**WHAT TO PRODUCE:** Print each line of the listing once more, precisely as given.

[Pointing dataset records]
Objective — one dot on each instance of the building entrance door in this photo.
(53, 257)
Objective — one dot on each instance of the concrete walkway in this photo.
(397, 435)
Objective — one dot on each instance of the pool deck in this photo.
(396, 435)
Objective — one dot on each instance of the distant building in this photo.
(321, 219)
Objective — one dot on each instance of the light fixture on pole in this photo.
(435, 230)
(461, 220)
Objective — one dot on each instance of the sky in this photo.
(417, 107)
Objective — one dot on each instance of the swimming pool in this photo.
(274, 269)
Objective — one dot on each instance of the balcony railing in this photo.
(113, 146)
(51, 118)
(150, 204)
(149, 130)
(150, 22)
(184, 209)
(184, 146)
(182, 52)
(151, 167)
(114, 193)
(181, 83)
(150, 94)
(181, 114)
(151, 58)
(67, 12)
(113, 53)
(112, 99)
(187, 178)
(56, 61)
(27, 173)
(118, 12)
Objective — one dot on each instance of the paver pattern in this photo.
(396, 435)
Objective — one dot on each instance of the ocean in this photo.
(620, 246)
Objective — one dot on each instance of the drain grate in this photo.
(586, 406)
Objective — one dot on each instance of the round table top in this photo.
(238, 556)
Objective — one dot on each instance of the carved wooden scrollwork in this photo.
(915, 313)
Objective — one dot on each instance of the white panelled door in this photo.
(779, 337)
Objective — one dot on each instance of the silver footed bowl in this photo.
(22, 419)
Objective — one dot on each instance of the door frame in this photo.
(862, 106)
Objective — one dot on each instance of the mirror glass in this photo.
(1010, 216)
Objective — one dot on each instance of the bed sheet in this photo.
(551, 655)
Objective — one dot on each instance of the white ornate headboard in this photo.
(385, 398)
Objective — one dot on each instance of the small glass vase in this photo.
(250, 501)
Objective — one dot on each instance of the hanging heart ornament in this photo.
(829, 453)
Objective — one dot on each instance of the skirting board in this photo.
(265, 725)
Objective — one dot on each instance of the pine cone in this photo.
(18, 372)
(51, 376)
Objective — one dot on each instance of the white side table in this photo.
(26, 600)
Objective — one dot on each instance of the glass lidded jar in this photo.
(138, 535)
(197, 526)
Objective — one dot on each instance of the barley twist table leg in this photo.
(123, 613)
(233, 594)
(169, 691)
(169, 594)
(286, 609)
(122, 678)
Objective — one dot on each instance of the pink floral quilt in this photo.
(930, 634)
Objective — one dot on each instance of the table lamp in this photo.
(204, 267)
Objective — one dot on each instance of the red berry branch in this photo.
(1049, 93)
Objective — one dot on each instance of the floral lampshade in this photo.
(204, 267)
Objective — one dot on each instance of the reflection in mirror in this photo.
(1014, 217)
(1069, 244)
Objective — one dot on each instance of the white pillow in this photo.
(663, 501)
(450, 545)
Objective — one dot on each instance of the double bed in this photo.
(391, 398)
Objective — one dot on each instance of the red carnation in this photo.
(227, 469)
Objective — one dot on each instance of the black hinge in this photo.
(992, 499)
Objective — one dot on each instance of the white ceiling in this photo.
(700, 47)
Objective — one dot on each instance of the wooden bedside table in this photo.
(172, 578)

**TASK RESULT:**
Objective — one dot on each instance of the building entrance door in this photo.
(53, 257)
Objective — one dot on each instance of the concrete walkway in this photo.
(397, 435)
Objective — one dot on each instance of the pool deck in this photo.
(396, 435)
Objective — one dot on each instance of the distant building in this photo.
(321, 219)
Objective — one dot on each instance of the light fixture on pole in this photo.
(435, 230)
(461, 220)
Objective — one dot on each instance of the sky in this photo.
(417, 107)
Objective — one dot on each instance of the swimming pool in this photo.
(274, 269)
Objective — one dot on each instance of the balcony railing in this photo.
(113, 146)
(51, 118)
(150, 204)
(149, 130)
(150, 22)
(184, 209)
(184, 146)
(182, 52)
(151, 167)
(114, 193)
(181, 83)
(150, 94)
(181, 114)
(151, 58)
(67, 12)
(113, 53)
(112, 99)
(187, 178)
(56, 61)
(27, 173)
(118, 12)
Objective — one dot on each instance of the paver pattern in this photo.
(396, 435)
Objective — one dot on each instance of the ocean in this photo.
(620, 246)
Objective — one dot on each instance of the drain grate in this photo.
(586, 406)
Objective — one dot on each instance of the round table top in this photo.
(238, 556)
Objective — one dot on each instance of the carved wooden scrollwork in this photo.
(915, 313)
Objective — one dot on each instance of the white panelled door in this photo.
(779, 337)
Objective — one dot on each instance of the silver footed bowl in this photo.
(22, 419)
Objective — one dot on each instance of the door frame in this photo.
(862, 106)
Objective — one dot on each instance of the mirror glass in this photo.
(1010, 216)
Objective — one dot on each instance of the bed sheet in this photo.
(551, 655)
Objective — one dot on each instance of the white ornate headboard in this photo.
(385, 398)
Objective — one dot on each instance of the small glass vase in this photo.
(250, 501)
Objective — one dot on each instance of the hanging heart ornament in this photo.
(829, 453)
Objective — one dot on each instance of the skirting board in this photo.
(265, 725)
Objective — one dot on each instance of the pine cone in this photo.
(18, 372)
(51, 376)
Objective — one dot on each instance of the white side table in this photo.
(26, 600)
Objective — one dot on each instance of the glass lidded jar in this photo.
(138, 535)
(197, 526)
Objective — one dot on each instance of the barley twist table leg in this photo.
(123, 613)
(233, 594)
(169, 691)
(169, 594)
(286, 609)
(122, 678)
Objective — one dot on each instance of the pink floral quilt in this photo.
(930, 634)
Objective — one dot on each instance of the table lamp in this photo.
(204, 267)
Objective — one dot on each instance of the red berry branch in this photo.
(1049, 93)
Objective — one dot on each instance of the floral lampshade in this photo.
(204, 267)
Objective — one dot on each instance of the reflection in mirror in this photo.
(1014, 217)
(1069, 244)
Objective — one dot on each instance of the white pillow in this photo.
(663, 501)
(450, 545)
Objective — one dot on each instance of the double bed in this photo.
(391, 398)
Objective — one dot on each instance of the red carnation in this photo.
(227, 469)
Objective — one dot on each instance of the black hinge in this photo.
(992, 499)
Objective — one dot on each instance of the white ceiling in this photo.
(700, 47)
Objective — one dot on each instance of the wooden bedside table in this photo.
(172, 578)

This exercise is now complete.